### Source extract
Growing sperm stem cells in culture. To help combat male infertility, NICHD-supported researchers are studying spermatogonal stem cells (SSCs), precursors to mature sperm. In the past, researchers had difficulty studying SSCs because the cells were unable to grow or thrive in a laboratory setting. Recently, the scientists overcame these technical barriers and developed a culture medium that contained the precise combination of cellular growth factors needed for mouse SSCs to reproduce themselves outside of the body. The researchers then successfully transplanted the newly grown cells into infertile mice, enabling the animals to produce sperm and father offspring with the genetic traits of donor mice. This technique holds promise for future application in humans and has the potential to result in exciting new treatments for some types of infertility, such as in males who undergo chemotherapy. Moreover, successfully growing human SSCs in culture could provide a ready source of more versatile adult stem cells for future study and for replacing diseased or injured tissue in patients with spinal cord injury or disorders like Parkinson’s or heart disease.

### Data extract
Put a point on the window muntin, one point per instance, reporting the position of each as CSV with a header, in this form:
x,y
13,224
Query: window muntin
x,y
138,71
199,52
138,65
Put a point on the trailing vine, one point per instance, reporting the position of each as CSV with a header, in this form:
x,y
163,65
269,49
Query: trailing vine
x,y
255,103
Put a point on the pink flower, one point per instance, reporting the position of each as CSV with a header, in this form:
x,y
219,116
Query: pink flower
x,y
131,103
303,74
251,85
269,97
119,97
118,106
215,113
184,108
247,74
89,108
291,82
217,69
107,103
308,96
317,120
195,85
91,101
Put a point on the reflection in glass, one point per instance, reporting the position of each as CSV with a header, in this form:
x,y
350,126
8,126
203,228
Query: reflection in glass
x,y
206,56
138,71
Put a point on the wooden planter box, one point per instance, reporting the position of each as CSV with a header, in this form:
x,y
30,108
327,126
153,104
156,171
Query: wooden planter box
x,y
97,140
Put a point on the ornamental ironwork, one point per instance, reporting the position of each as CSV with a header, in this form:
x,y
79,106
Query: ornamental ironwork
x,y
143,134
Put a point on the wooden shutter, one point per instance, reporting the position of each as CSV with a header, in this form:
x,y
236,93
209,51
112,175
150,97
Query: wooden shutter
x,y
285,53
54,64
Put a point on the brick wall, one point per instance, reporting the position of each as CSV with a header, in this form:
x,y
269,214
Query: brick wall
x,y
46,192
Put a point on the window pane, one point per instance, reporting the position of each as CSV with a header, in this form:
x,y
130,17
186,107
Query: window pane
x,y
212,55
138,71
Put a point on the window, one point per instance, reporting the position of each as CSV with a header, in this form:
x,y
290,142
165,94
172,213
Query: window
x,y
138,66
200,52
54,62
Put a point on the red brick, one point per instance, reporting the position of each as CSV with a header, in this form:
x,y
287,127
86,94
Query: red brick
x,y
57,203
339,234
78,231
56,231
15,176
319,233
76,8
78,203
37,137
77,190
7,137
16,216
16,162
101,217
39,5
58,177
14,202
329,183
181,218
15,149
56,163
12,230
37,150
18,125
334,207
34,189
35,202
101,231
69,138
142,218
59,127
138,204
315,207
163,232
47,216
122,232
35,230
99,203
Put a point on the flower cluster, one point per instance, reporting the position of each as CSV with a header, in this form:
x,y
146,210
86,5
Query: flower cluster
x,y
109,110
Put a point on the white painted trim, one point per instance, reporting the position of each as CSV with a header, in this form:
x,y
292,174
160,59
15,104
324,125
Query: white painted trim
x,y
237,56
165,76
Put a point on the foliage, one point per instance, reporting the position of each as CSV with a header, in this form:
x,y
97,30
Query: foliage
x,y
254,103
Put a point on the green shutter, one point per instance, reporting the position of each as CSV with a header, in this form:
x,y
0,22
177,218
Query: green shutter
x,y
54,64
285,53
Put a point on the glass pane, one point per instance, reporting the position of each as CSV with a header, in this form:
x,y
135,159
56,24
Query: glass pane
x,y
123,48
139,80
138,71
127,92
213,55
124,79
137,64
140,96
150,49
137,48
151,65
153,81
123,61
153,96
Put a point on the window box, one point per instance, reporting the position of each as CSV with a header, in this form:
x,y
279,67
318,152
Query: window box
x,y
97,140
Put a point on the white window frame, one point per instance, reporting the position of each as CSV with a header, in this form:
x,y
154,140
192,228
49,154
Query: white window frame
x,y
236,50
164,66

### Problem
Answer these questions from the passage above on growing sperm stem cells.
(a) What had kept researchers from studying SSCs in the past?
(b) Into which animals were the newly grown cells transplanted?
(c) Which males does the passage name as a group that new infertility treatments might help?

### Answer space
(a) The cells were unable to grow or thrive in a laboratory setting.
(b) Infertile mice.
(c) Males who undergo chemotherapy.